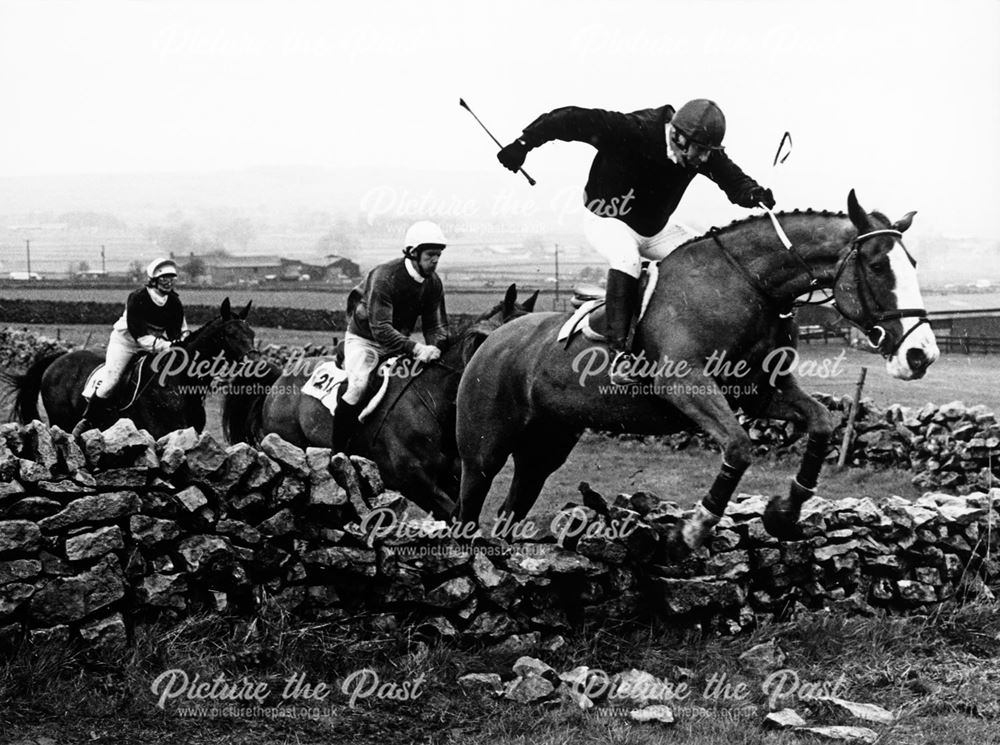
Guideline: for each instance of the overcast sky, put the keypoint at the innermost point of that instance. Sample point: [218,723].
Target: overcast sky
[898,99]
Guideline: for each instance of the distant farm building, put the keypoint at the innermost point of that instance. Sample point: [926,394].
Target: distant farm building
[227,270]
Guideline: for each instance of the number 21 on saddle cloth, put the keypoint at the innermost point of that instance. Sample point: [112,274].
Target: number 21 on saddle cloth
[328,378]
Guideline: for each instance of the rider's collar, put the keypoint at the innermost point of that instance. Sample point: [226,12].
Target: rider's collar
[411,269]
[160,298]
[670,149]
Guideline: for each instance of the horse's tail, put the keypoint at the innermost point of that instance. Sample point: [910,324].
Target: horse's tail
[27,386]
[242,406]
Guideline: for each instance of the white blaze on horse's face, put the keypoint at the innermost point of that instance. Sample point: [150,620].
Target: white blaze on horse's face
[919,349]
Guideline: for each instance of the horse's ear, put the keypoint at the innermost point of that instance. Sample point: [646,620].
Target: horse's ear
[857,214]
[904,222]
[529,304]
[510,299]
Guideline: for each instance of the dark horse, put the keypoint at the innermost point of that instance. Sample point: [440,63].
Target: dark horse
[718,311]
[172,390]
[410,435]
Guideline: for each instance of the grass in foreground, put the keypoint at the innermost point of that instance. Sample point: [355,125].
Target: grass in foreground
[939,674]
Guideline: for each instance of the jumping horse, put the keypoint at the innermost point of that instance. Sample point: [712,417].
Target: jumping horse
[410,435]
[166,392]
[719,309]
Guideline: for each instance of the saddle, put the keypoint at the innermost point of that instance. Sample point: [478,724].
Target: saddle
[136,377]
[590,318]
[329,378]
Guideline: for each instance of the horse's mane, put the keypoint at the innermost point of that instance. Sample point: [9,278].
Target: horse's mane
[198,332]
[744,221]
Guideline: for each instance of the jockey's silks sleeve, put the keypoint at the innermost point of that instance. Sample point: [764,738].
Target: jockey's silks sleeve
[632,178]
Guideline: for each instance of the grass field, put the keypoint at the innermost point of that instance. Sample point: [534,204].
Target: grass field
[939,675]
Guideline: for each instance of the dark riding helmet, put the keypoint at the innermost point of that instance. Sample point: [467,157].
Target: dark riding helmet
[702,122]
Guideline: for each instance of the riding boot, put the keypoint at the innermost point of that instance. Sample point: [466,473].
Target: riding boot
[620,301]
[345,424]
[93,416]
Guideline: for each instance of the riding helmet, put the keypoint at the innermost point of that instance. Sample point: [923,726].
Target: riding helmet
[160,267]
[422,235]
[702,122]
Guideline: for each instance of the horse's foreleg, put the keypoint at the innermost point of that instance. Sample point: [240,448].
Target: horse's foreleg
[543,450]
[791,403]
[422,491]
[712,414]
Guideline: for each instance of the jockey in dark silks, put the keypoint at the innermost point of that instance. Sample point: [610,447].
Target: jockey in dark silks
[393,297]
[152,321]
[644,163]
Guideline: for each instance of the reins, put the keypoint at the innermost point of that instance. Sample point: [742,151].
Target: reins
[876,317]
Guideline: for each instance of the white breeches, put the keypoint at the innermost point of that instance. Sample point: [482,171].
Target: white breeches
[121,348]
[625,249]
[361,356]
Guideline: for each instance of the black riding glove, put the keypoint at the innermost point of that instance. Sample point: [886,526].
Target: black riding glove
[512,157]
[757,195]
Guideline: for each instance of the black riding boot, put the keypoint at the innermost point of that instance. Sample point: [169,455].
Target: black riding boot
[94,415]
[620,302]
[345,424]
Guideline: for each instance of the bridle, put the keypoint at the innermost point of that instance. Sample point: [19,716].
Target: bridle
[872,326]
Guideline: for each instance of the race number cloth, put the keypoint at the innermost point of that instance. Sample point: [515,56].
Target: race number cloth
[580,320]
[326,380]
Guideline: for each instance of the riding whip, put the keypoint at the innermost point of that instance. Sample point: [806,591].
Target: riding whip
[464,105]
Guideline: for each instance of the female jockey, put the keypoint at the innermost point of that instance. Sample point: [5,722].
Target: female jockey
[153,319]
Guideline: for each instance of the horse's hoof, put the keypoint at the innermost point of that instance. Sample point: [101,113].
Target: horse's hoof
[677,548]
[781,520]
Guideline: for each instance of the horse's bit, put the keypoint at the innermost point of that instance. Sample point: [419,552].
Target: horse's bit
[877,317]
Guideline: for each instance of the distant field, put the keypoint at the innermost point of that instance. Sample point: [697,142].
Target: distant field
[459,300]
[969,378]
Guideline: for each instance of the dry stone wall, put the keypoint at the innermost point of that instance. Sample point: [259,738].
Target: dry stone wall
[125,529]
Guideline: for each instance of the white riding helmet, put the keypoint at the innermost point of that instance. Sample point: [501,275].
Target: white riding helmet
[160,267]
[423,234]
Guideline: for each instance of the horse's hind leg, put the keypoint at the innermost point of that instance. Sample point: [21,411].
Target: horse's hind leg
[543,450]
[478,473]
[791,403]
[712,414]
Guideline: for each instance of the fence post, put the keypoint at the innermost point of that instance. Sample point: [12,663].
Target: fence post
[852,419]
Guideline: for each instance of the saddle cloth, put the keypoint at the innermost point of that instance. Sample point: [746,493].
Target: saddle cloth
[129,385]
[589,318]
[328,378]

:::

● **EXERCISE OBJECTIVE**
Omit each image and transcribe the remaining records word for word.

● **SOLUTION**
Guideline: for each instance of the overcast sky, put the keypoint at the innermost point of that instance. Sample point: [218,723].
Target: overcast sky
[898,99]
Guideline: for each instance of the distant farm building, put the keypoint at the innermost point of that instance. Sample point: [926,394].
Target: distant farm building
[227,270]
Guideline: for each instance of the number 21 on saddle cloth, put the keypoint at the innermost point of that instance. Sample point: [112,274].
Target: number 21 on saddle cloth
[328,378]
Guideline: for each instance of the rider's collar, put the keypoint at the innermost point of that instance. Sample point: [226,12].
Target: rider's collar
[411,269]
[160,298]
[670,149]
Guideline: for each instance of the horse's tail, put the keypoint at the innermost point of that instance. Sample point: [910,324].
Target: horse's tail
[27,386]
[242,406]
Guideline: for each instance of the white blaze on horse's face, put the keypoint at the innermost point of that instance. Sample point: [150,620].
Target: white blaze on horse's face
[919,349]
Guideline: for each instance of the horse's ear, put the keypoint at the innermost point of that instance. Sample point: [646,620].
Target: horse's ear
[857,214]
[904,222]
[529,304]
[510,299]
Guideline: for each instance of the dark horse, put the keypoint at the innermost point of that instance. Sample point: [440,63].
Target: dark horse
[718,311]
[172,390]
[410,435]
Guideline: for each instance of the grass in foreground, put the keypoint at the innermost point of that instance. Sample point: [355,125].
Target: grass in foreground
[939,674]
Guideline: for each instance of the jumping horse, put the keypoint at the innermost point of that instance. Sample point: [712,417].
Target: jumping horse
[410,435]
[166,392]
[719,309]
Guideline: for each instance of the saddle, put the keypoint at the innermost point of that instance. Sample point: [478,724].
Target: saddle
[136,377]
[590,318]
[329,378]
Guideline: for each instance of the horse's mane, put the keypoint at the innermost point of that instance. Sample point: [9,278].
Target: horse's mane
[198,332]
[744,221]
Guideline: for each instance of the jockey's silks sleeve, put the keypoint at the innermost point of that instance. Sample point: [764,738].
Target: jockey's silks sleeve
[632,178]
Guideline: for each instance of the grass field, put the keypoint at the innermost point of that instance. Sample point: [534,204].
Target: grass field
[939,675]
Guideline: for each instance of the dark riding helmet, put the keypoint at the innermost point of that instance. Sample point: [467,157].
Target: dark riding helmet
[702,122]
Guideline: for each instance of the riding boot, put the keypoint at the innermost point of that instance. Sample point: [466,473].
Target: riding boot
[620,301]
[345,424]
[93,416]
Guideline: for each instance of the riding helmet, put the keypoint at the innermost point of that instance. Sample point: [923,726].
Target: riding helmet
[160,267]
[422,235]
[702,122]
Guideline: for each instance of the horse's foreleg, put the keypoint at the innermost point of that instance. Sample point: [240,448].
Target: horse's foreleg
[543,450]
[791,403]
[422,491]
[712,414]
Guideline: for each instance of the jockey in dark silks, put the keypoint at the innermost point of that instance. Sample point: [610,447].
Target: jockey in dark silks
[393,297]
[152,321]
[644,163]
Guideline: for each instance of the reins, put the keypoint at the innermost point of that instance. Sample point: [742,151].
Target: reins
[876,317]
Guideline: for each instance of the white breeches, put the keypoint at the innermost point of that instance. Sample point: [482,171].
Target: white breeches
[121,348]
[625,249]
[361,356]
Guideline: for each instance of the black riding glove, put the keypoint at the innermost point of that instance. Sample point: [886,526].
Target: black riding glove
[512,157]
[757,195]
Guideline: for each instance of the black riding boot, put the keypoint at the innermost point of that instance. Sample point: [169,455].
Target: black riding boot
[94,415]
[620,302]
[345,424]
Guideline: for each instance of the bridle, put the keypoint at the innermost point of that instance. Sample point: [19,716].
Target: bridle
[872,326]
Guideline: for each instance of the race number cloth, put the keypoint at the innermost point of that instance. Sample point: [515,56].
Target: race number cloth
[580,320]
[326,380]
Guideline: for each instance of the riding whip, put the keypoint at the innermost point of that instance. Sample point: [806,591].
Target: riding whip
[464,105]
Guideline: for each instance of the female jockey, put the keypoint at the innermost point of that instance. Sample point: [5,722].
Target: female jockey
[153,319]
Guideline: for each instance of the horse's hoof, put the keypoint at the innermost point of that instance. Sample point: [101,113].
Target: horse's hoof
[677,548]
[781,520]
Guideline: for each instance of the horse's bit, put the keypoint at the innermost point of that instance. Sample point: [419,552].
Target: horse's bit
[877,317]
Guideline: for each instance of the distant field, put the keypoint at the innermost point of that instance. Sample point: [697,142].
Target: distant field
[459,300]
[969,378]
Guideline: for each instance of the dry stone wall, put the keypoint at the innermost point of that instance. Sample point: [259,738].
Target: dry stone wall
[125,529]
Guideline: for each instance of the white riding helmet, put the keypoint at the innermost point of that instance. Sample point: [501,275].
Target: white riding helmet
[160,267]
[423,234]
Guideline: for each instance of the horse's hind leg, put the keypoint at the innermost point of that instance. Sample point: [21,411].
Target: horse's hind leg
[543,450]
[478,473]
[791,403]
[712,414]
Guideline: for each instance of the fence post, put the keypoint at the innermost point of that instance. Sample point: [12,663].
Target: fence post
[852,419]
Guideline: for each instance of the saddle cloth, put the keypoint at the innermost point of that instance. Sample point: [746,493].
Target: saddle cloth
[129,385]
[589,318]
[328,378]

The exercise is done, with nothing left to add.